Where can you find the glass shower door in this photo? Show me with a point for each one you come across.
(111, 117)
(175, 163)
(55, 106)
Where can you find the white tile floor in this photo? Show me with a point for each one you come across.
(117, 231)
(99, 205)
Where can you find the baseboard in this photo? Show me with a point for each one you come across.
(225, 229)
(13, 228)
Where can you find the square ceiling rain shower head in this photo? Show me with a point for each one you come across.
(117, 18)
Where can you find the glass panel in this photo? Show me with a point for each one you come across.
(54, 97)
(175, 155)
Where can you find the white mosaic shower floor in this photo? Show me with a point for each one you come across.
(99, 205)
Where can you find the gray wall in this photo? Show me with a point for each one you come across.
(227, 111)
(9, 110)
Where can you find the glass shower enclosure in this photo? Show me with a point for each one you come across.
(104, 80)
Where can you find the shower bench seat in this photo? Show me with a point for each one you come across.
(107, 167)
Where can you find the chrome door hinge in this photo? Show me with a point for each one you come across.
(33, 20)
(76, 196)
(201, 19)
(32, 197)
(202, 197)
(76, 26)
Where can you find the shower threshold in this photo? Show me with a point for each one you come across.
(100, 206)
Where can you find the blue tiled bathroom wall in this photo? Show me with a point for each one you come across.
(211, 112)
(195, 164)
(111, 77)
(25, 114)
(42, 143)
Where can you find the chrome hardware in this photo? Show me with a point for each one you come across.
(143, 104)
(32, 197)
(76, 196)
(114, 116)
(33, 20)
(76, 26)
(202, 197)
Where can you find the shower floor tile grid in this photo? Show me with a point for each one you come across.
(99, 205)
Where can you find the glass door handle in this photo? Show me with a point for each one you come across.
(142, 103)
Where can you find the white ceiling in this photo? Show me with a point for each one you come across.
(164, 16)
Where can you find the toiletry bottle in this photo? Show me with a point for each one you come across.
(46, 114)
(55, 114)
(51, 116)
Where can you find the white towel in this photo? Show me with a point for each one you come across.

TASK DIRECTIONS: Change every "chrome" in the entries above to "brushed nickel", and give all the entries again with nothing else altered.

RIGHT ANSWER:
Where can you find the glass shower door in this photo? Show me with a point for each one you come across.
(111, 117)
(175, 163)
(55, 106)
Where can you find the white tile floor in this photo? Show me with a point for each one you come across.
(117, 231)
(99, 205)
Where can you find the baseboard in this photo? Show me with a point for each one you come across.
(225, 229)
(13, 228)
Where can you find the square ceiling rain shower head in this photo? Show me with a point for each one you come across.
(117, 18)
Where can you find the glass panel in this photo? Show me with a point for each one you come across.
(54, 97)
(175, 155)
Where can you find the white mosaic shower floor in this photo? Show me with a point for each one you come across.
(99, 205)
Where can you find the gray wall in this photo? Show me with a point for each one you come across.
(227, 111)
(9, 110)
Where can you find the glass shower enclosure in this photo? Show me with a point for each one you come across.
(104, 80)
Where can you find the shower bench seat in this photo? Show me with a point for each one you come across.
(107, 167)
Where can you find the brushed nickel door hinge in this photo? Show me with a point for each one you come across.
(33, 20)
(76, 196)
(201, 19)
(32, 197)
(202, 197)
(76, 26)
Where can you find the shower threshold in this photo? Show me with a point for each one you come across.
(100, 206)
Where can you find the blue tiled bathroom wall in this photo? Show me with a point for each one you come across.
(211, 112)
(195, 164)
(111, 77)
(25, 114)
(42, 143)
Where can you find the brushed nickel hardware in this photo? Show me with a point for each one you come across.
(143, 104)
(32, 197)
(76, 196)
(114, 116)
(33, 20)
(76, 26)
(202, 197)
Where can you find the shower floor tile grid in this photo? Show me with a point for each one you come across.
(99, 205)
Where can you find the glass door handle in this photo? Show me with a point for each one you come across.
(142, 103)
Where can you find the white ceiling in this photo? Show me with a point for each one you come across.
(164, 16)
Where can you find the toiletry bottle in this photo? Show me with a point for each one you come across.
(46, 114)
(55, 114)
(51, 116)
Where can you find the white towel in this photo? Show me with a point for each one you come across.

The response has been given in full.